SCREENED AT MONSTER FEST 2016: There’s no universal answer to how much attention should be paid to the living compared to the dead when crafting a ghost story, especially when you consider that a good one will do a great job in misdirecting the audience. "Dearest Sister", for instance, puts the supernatural so near its center that it can easily look more important than it is, drawing conscious attention away from the more conventional material that it metaphorically extends. That’s kind of its job, and it does so successfully enough that it not making a lot of sense as a plot device can be quite forgivable.

Taking place in Laos, it inverts some of the traditional ways Westerners go about ghost stories. Nok (Amphiaiphun Phommapunya), for instance, heads into the city for her job working as a personal companion rather than to an isolated mansion. She’ll be helping her cousin Ana (Vilouna Phetmany) out where she can, as Ana is losing her sight and her Estonian husband Jakob (Tambet Tuisk) is frequently away on business. Nok is viewed with suspicion in both her new and old homes, with her immediate family thinking she’ll spend her time looking for a white fiance while Ana treats her country cousin as something between family and a servant, which makes the married couple who serve as maid (Manivanh Boulom) and gardener (Yannawoutthi Chanthalungsy) even more hostile. It’s not exactly unwarranted, either; when Ana goes into trances and seems to see things from outside the normal world, Nok doesn’t shrink from exploiting those visions.

Nok arrives at Ana’s house quickly, too quickly to come across as a fish out of water, and that seems purposeful: The impression that forms with the audience is somebody between statuses; though she is actually in a pretty good position, she sees herself as potentially downgraded to a servant, and therefore needing to grab hold of the next level up to the extent that she can. Director Mattie Do and writer Christopher Larsen set the situation up in a way that seems so natural that it’s easy to sympathize with Nok even when she’s acting selfishly at first, with Amphaiphun Phommapunya always making sure that the audience sees how much of her can be explained as being young and in a new environment; her initial steps down a bad path come across as her being in over her head, keeping the audience with her enough to be invested in which way she’ll eventually lean.

* **REQUIRED WORK**:
**1)** Summarize the review of "Dearest Sister" in three sentences.
**2)** List every actor the review of "Dearest Sister" names in parentheses, along with the role each one plays.
**3)** Repeat word for word the part of the "Dearest Sister" review that begins at the words "Nok arrives at" and stops after "she’ll eventually lean.".

* **STORED ROWS**:
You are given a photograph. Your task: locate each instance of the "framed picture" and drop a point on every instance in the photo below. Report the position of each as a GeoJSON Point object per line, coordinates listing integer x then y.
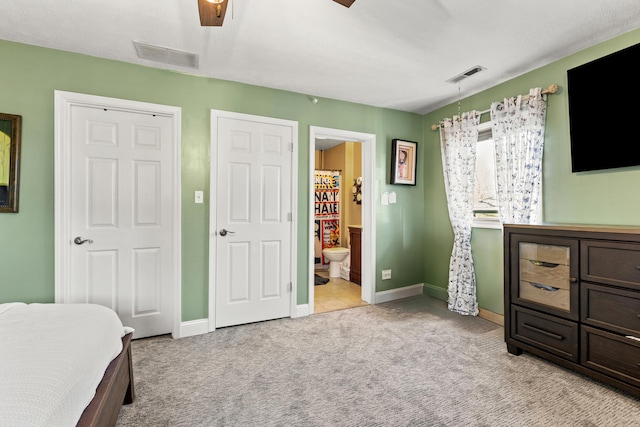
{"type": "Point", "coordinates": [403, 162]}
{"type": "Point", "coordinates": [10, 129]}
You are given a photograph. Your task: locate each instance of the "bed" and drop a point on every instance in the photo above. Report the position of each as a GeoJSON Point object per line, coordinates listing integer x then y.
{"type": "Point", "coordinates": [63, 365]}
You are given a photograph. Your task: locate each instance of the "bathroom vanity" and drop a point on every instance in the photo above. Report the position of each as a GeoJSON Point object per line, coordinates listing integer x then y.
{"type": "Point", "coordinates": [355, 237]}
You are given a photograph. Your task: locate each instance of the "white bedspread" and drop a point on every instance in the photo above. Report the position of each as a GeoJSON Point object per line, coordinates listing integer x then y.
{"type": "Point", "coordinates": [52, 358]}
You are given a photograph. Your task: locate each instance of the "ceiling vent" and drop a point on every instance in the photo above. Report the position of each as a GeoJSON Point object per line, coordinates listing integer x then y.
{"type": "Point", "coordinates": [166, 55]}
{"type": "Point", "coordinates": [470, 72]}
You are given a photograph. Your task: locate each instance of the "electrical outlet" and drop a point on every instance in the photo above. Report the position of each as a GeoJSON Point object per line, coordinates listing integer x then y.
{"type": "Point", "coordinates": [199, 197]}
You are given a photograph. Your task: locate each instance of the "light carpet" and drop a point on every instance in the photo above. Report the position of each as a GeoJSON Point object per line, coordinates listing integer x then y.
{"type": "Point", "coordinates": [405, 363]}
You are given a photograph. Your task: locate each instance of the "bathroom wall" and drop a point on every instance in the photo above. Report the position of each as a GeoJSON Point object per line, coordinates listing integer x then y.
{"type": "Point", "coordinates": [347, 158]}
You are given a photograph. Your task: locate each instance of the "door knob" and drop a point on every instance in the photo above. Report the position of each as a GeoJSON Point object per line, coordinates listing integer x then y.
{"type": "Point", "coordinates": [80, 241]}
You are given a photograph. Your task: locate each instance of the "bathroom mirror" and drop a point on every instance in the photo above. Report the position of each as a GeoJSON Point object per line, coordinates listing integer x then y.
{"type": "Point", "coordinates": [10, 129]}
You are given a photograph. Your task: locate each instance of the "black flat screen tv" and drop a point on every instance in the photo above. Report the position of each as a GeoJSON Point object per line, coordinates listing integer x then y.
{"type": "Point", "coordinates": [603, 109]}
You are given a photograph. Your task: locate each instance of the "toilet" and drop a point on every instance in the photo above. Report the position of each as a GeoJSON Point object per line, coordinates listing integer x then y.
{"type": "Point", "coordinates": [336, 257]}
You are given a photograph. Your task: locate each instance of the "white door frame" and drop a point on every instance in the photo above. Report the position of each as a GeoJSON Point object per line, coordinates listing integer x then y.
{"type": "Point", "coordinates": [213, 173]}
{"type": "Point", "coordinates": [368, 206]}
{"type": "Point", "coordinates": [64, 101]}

* **WRITTEN ANSWERS**:
**1)** The review says "Dearest Sister" puts the supernatural so near its center that it draws attention away from the more conventional material it metaphorically extends, which makes its weakness as a plot device forgivable. Set in Laos, the film follows Nok, who goes to the city to be a companion to her cousin Ana, who is losing her sight. Nok faces suspicion from her family and Ana's household and exploits Ana's visions, yet director Mattie Do and writer Christopher Larsen keep her sympathetic, so the audience stays invested in which way she'll eventually lean.

**2)**
- Amphiaiphun Phommapunya: Nok
- Vilouna Phetmany: Ana
- Tambet Tuisk: Jakob
- Manivanh Boulom: the maid
- Yannawoutthi Chanthalungsy: the gardener

**3)**
Nok arrives at Ana’s house quickly, too quickly to come across as a fish out of water, and that seems purposeful: The impression that forms with the audience is somebody between statuses; though she is actually in a pretty good position, she sees herself as potentially downgraded to a servant, and therefore needing to grab hold of the next level up to the extent that she can. Director Mattie Do and writer Christopher Larsen set the situation up in a way that seems so natural that it’s easy to sympathize with Nok even when she’s acting selfishly at first, with Amphaiphun Phommapunya always making sure that the audience sees how much of her can be explained as being young and in a new environment; her initial steps down a bad path come across as her being in over her head, keeping the audience with her enough to be invested in which way she’ll eventually lean.